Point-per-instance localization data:
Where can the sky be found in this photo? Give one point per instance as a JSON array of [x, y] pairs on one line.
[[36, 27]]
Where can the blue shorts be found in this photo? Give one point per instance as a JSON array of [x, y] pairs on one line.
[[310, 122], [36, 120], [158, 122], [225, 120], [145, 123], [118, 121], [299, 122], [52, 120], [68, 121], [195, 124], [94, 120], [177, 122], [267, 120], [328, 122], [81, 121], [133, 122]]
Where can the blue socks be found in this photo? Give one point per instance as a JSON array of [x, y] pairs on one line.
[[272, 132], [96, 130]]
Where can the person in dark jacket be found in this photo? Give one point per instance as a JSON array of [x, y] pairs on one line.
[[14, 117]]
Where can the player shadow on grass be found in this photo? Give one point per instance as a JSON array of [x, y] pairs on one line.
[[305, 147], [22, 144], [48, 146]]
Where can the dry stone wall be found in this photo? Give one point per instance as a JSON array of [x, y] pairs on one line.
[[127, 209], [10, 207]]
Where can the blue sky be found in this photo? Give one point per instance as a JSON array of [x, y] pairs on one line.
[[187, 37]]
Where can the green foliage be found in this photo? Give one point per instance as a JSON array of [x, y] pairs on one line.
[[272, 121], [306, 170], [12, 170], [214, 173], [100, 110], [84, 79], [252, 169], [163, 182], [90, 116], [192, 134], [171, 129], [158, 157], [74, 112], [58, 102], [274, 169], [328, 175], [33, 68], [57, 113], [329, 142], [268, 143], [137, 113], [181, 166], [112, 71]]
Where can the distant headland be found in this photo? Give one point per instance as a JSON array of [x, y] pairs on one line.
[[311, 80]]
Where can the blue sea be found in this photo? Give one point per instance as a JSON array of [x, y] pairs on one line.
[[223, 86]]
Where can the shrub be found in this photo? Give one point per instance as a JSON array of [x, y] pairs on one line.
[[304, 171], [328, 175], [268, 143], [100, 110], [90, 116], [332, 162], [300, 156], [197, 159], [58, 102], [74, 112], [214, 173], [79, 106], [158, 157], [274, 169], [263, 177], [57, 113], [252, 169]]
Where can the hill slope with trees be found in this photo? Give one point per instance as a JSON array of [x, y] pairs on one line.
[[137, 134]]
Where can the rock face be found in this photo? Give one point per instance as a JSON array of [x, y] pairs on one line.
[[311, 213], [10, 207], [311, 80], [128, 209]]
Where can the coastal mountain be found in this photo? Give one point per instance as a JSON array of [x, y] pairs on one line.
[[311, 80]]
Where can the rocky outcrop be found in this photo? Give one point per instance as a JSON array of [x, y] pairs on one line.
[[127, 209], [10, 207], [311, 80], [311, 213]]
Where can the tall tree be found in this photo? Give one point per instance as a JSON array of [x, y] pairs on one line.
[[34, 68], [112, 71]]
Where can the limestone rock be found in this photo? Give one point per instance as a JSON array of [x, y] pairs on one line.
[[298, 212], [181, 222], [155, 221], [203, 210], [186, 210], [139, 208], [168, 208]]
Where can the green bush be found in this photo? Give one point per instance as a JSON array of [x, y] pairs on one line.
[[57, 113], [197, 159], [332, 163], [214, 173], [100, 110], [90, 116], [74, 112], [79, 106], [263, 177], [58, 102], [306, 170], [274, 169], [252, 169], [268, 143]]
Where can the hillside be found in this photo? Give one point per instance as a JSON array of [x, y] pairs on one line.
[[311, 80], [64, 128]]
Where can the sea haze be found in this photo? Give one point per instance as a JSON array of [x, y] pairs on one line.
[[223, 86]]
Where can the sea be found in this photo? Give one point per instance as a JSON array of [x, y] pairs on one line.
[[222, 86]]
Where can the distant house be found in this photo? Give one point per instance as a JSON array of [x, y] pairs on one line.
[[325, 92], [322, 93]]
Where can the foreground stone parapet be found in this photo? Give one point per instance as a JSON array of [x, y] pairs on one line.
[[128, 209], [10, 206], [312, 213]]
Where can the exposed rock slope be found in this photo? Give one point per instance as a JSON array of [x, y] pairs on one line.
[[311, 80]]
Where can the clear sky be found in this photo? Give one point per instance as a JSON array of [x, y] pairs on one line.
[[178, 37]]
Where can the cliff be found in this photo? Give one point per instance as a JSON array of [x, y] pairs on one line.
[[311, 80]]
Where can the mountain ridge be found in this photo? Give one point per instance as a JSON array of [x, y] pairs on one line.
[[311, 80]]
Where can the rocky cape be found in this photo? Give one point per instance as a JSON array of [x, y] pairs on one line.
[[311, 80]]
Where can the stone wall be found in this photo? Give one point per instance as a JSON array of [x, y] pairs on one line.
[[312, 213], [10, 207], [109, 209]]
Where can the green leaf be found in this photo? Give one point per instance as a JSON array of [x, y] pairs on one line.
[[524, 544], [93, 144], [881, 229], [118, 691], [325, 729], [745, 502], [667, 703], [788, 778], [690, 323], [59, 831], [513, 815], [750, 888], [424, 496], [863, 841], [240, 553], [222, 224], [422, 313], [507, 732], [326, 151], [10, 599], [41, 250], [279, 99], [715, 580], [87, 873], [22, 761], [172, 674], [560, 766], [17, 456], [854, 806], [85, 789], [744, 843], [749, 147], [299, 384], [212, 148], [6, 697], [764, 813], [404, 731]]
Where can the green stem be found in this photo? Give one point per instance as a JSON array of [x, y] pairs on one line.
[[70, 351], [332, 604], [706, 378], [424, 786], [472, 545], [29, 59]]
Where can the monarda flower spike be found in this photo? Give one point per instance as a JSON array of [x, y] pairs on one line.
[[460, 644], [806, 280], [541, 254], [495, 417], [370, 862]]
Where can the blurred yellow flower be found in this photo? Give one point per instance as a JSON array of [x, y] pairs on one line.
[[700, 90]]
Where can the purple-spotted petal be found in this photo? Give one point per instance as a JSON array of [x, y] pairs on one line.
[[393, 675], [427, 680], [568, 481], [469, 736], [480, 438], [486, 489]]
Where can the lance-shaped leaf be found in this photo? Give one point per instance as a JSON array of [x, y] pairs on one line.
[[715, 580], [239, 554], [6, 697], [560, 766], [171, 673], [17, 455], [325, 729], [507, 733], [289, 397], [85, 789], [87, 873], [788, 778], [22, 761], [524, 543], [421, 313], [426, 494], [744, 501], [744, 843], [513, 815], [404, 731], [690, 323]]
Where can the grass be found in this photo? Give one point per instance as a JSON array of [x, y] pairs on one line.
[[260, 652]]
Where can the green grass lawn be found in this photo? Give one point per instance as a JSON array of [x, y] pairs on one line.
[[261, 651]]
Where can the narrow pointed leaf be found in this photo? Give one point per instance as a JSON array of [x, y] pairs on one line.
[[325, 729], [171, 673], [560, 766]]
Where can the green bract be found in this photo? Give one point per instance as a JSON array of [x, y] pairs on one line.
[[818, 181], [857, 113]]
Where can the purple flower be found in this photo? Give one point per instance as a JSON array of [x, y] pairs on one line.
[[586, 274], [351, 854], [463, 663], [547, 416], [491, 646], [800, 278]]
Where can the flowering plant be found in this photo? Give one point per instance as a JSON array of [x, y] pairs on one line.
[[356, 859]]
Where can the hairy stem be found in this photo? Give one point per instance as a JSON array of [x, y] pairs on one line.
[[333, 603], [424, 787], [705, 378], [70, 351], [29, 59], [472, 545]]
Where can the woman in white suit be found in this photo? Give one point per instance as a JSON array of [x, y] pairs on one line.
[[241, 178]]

WHAT YOU ARE ASKED TO DO:
Transcribe the records in full, word for word.

WRITTEN RESPONSE:
Where can the sky be found in this photo? Give one point per instance as a JSON array of [x, y] pairs on one line.
[[36, 27]]
Where can the blue shorts be found in this photo? Give one point per instance as a JSON array of [x, y] pairs on one line.
[[310, 122], [36, 120], [158, 122], [225, 120], [145, 123], [118, 121], [299, 122], [52, 120], [68, 121], [195, 124], [94, 120], [177, 122], [267, 120], [328, 122], [81, 121], [133, 122]]
Where can the blue socks be found in this photo? Give one point per instance as a JSON array of [x, y] pairs on one line.
[[272, 132], [96, 130]]
Where can the person in dark jacket be found in this photo? Give one point per instance as a JSON array of [x, y] pairs on one line.
[[14, 117]]
Where can the player shadow on grass be found in this photo? Give one point per instance as a JSON array of [x, y] pairs on one line.
[[305, 147], [22, 144], [48, 146]]
Where can the dry stone wall be found in this photo? Give one point per instance as a JSON array of [x, y] pairs on one line.
[[127, 209], [10, 207]]
Where can the blue sky be found in this photo? Give one point per instance as a JSON array of [x, y] pairs on one line.
[[187, 37]]
Where can the green foliage be found in this photo? Give one point per instance as a JSON array of [x, y] pairs on one line.
[[272, 121], [306, 170], [12, 170], [214, 173], [100, 110], [84, 79], [252, 169], [163, 182], [90, 116], [192, 134], [171, 129], [158, 157], [74, 112], [58, 102], [274, 169], [328, 175], [33, 68], [57, 113], [329, 142], [268, 143], [137, 113], [181, 166], [112, 71]]
Where can the distant headland be found in this photo? Give one point per instance as a JSON array of [x, y] pairs on one line.
[[311, 80]]
Where can the blue sea be found in this photo? Give one point per instance as a JSON array of [x, y] pairs on one line.
[[223, 86]]
Where can the shrub be found in this photo? Give one point per instance as a JSON array of [x, y] pairs on one line.
[[304, 171], [328, 175], [268, 143], [100, 110], [90, 116], [332, 162], [300, 156], [197, 159], [58, 102], [74, 112], [214, 173], [79, 106], [158, 157], [274, 169], [263, 177], [57, 113], [252, 169]]
Where can the hill slope with trees be found in this photo? Give one point per instance as a JSON array of [x, y] pairs on one line.
[[137, 134]]
Where can the rock face be found in this photo? Give one point per instance as a JSON array of [x, y] pairs on one line.
[[311, 213], [10, 207], [311, 80], [128, 209]]
Where can the coastal mountain be found in this photo? Give one point per instance as a JSON array of [x, y] pairs on one line.
[[311, 80]]
Where can the rocky outcrop be found in this photo? Give one point per instance as a JSON array of [x, y] pairs on one line.
[[127, 209], [10, 207], [311, 80], [311, 213]]
Where can the tall tree be found in this photo? Give one point per instance as a JSON array of [x, y] pairs on one line.
[[34, 68], [112, 71]]
Where can the limestone rock be found in this photo? Give one point per instance as a JSON array of [x, y] pairs on one line.
[[298, 212], [181, 222], [155, 221], [203, 210], [186, 210], [139, 208], [168, 208]]
Where can the green bush be found in this photo? Give one point per instance as a JSON array of [x, y] pairs on one line.
[[57, 113], [197, 159], [332, 163], [214, 173], [100, 110], [90, 116], [74, 112], [79, 106], [263, 177], [58, 102], [306, 170], [274, 169], [252, 169], [268, 143]]
Where can the hillside be found in this photo? Give one point per instance as a JSON array of [x, y] pairs on one line.
[[311, 80], [64, 128]]
Where can the sea haze be found in this photo? Give one point per instance as a JSON array of [x, y] pairs on one line.
[[223, 86]]
Where can the sea be found in this photo? Give one point per instance as a JSON array of [x, y] pairs on one line.
[[222, 86]]
Where can the distant house be found in this photo? Give one point per instance as a JSON array of [x, y] pairs on one line.
[[325, 92], [322, 93]]
Where can the foreground stone parapet be found in this photo? Give one point per instance as a JSON array of [x, y] pairs on one line.
[[128, 209], [10, 206], [312, 213]]
Where can the exposed rock slope be found in this photo? Give one point per instance as a JSON array of [x, y] pairs on one line.
[[311, 80]]
Where can the clear sky be found in this photo? Give one point per instance as a JSON array of [x, y] pairs on one line.
[[178, 37]]
Where can the cliff be found in this photo? Give one point per instance as a JSON array of [x, y] pairs on one line.
[[311, 80]]
Where can the mountain ridge be found in this photo? Give one point per instance as a JSON array of [x, y] pairs on one line.
[[311, 80]]
Where can the rocky cape be found in this photo? Give one point per instance as a JSON array of [x, y] pairs on one line.
[[311, 80]]
Where can the stone wall be found in this photo? Give one point per instance as a JSON array of [x, y] pairs on one line.
[[312, 213], [10, 207], [109, 209]]
Where can the green leaf be found in this photo? Give one point per instance as a JSON array of [x, y] pairs on one line.
[[524, 544], [93, 144], [881, 229], [118, 691], [325, 729], [745, 502], [667, 703], [788, 778], [690, 323], [59, 831], [513, 815], [750, 888], [424, 496], [863, 841], [240, 553], [222, 224], [422, 313], [507, 732], [326, 151], [10, 599], [41, 250], [279, 99], [715, 580], [87, 873], [22, 761], [172, 674], [560, 766], [17, 456], [854, 806], [85, 789], [744, 843], [749, 147], [299, 384], [212, 148], [6, 697], [764, 813], [404, 731]]
Where can the green stem be found in this photo? Give one point per instance as a JSON array of [x, y] pairs on one line.
[[70, 351], [332, 604], [706, 378], [424, 786], [472, 545], [29, 59]]
Where can the monarda flower spike be found in this photo? Give one point per instance as a JSON array of [x, y] pairs on one line.
[[460, 644], [806, 280], [541, 254], [495, 417], [370, 862]]
Where can the blurred yellow flower be found in this photo? Give one point per instance as a JSON array of [x, y] pairs on one line.
[[700, 90]]
Where can the purple-spotted petal be found in this photo? Give one point per instance as a JSON array of [x, y] pairs on one line.
[[393, 675], [427, 680], [568, 481], [469, 736], [480, 438], [486, 489]]
Where can the lance-shaped leaf be found in this photo? Give one point per instance as a JSON array of [x, y] pairs on one line.
[[715, 580], [239, 554], [6, 697], [560, 766], [171, 673], [17, 455], [325, 729], [507, 733], [289, 397], [85, 789], [87, 873], [788, 778], [22, 761], [524, 543], [421, 313], [426, 494], [744, 501], [744, 843], [513, 815], [404, 731], [690, 323]]
Where can the grass be found in this photo? Give one point per instance as a JSON array of [x, y] pairs on one line.
[[260, 652]]
Where can the green grass lawn be found in this photo? Give one point per instance as a JSON array of [x, y] pairs on one line.
[[261, 651]]
Where can the narrow pointed leaf be found in this photo? Give one point per instance as a JSON array of [x, y] pairs on one line.
[[325, 729], [171, 673], [560, 766]]
Where can the green bract be found in this photo? Give one point per instance as a JSON array of [x, y] pairs on one line.
[[818, 181], [857, 113]]
Where can the purple flower be found in this photo? Give one point per instance as a JSON array of [x, y] pairs on one line.
[[586, 274], [351, 854], [463, 663], [547, 416], [491, 646], [800, 278]]
Where can the flowering plant be found in this photo? Give one point per instance as a JSON array of [x, y] pairs on one line.
[[356, 859]]
Where can the hairy stem be found in this photo? Give one point per instance as a JSON array of [x, y] pairs on one line.
[[333, 603], [424, 787], [705, 378], [70, 351], [29, 59], [472, 545]]
Where can the woman in white suit be found in this photo? Give one point per instance as a JSON array of [x, y] pairs on one line.
[[241, 178]]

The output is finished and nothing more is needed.